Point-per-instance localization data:
.....

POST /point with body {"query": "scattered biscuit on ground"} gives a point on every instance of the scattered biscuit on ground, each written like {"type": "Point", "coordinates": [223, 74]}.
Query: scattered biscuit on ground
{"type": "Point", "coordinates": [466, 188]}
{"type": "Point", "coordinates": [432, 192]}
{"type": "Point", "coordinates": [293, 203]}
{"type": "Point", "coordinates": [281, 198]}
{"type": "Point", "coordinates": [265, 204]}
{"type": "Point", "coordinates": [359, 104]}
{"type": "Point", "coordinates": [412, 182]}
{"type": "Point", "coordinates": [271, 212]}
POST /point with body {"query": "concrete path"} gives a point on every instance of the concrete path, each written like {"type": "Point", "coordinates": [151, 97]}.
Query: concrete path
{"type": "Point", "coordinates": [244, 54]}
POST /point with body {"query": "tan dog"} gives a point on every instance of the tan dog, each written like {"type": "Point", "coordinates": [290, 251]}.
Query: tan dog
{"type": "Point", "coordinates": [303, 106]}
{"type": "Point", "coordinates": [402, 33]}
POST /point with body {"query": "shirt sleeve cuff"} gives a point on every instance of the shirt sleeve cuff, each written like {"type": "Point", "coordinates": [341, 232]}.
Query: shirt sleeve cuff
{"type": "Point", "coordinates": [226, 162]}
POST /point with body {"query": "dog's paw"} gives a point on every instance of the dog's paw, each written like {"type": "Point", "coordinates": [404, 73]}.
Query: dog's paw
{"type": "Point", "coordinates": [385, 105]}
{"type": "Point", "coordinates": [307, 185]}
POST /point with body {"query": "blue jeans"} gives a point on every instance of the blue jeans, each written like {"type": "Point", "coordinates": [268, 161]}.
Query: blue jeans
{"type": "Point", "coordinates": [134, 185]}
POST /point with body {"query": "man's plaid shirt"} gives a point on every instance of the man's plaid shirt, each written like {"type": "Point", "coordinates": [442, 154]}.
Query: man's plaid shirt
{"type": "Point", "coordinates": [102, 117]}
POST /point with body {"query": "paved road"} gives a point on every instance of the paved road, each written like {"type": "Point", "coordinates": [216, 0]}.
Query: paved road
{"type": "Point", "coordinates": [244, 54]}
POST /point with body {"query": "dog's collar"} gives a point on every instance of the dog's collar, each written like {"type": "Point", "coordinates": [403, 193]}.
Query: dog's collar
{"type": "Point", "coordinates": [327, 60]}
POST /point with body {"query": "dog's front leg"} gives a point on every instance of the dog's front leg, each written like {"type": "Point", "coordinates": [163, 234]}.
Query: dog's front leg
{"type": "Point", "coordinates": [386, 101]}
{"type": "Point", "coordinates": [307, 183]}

.....

Goal of the exercise:
Taking the line with "of the man's" as the first, copy every line through the end of the entries above exactly, with no others.

Answer for the task:
POST /point with body {"query": "man's plaid shirt"} gives a point on every instance of the man's plaid shirt, each written like {"type": "Point", "coordinates": [442, 154]}.
Query: man's plaid shirt
{"type": "Point", "coordinates": [102, 117]}
POST /point with body {"query": "paved road"} gives a point on every instance of the paved road, each written like {"type": "Point", "coordinates": [216, 0]}.
Query: paved road
{"type": "Point", "coordinates": [244, 54]}
POST /point with body {"query": "dog's collar"} gives a point on every instance of the dog's collar, each written like {"type": "Point", "coordinates": [403, 193]}.
Query: dog's collar
{"type": "Point", "coordinates": [327, 60]}
POST /point with body {"query": "dog's front leg"} gives a point on every instance of the dog's front leg, each written like {"type": "Point", "coordinates": [163, 234]}.
Query: dog's front leg
{"type": "Point", "coordinates": [386, 101]}
{"type": "Point", "coordinates": [307, 183]}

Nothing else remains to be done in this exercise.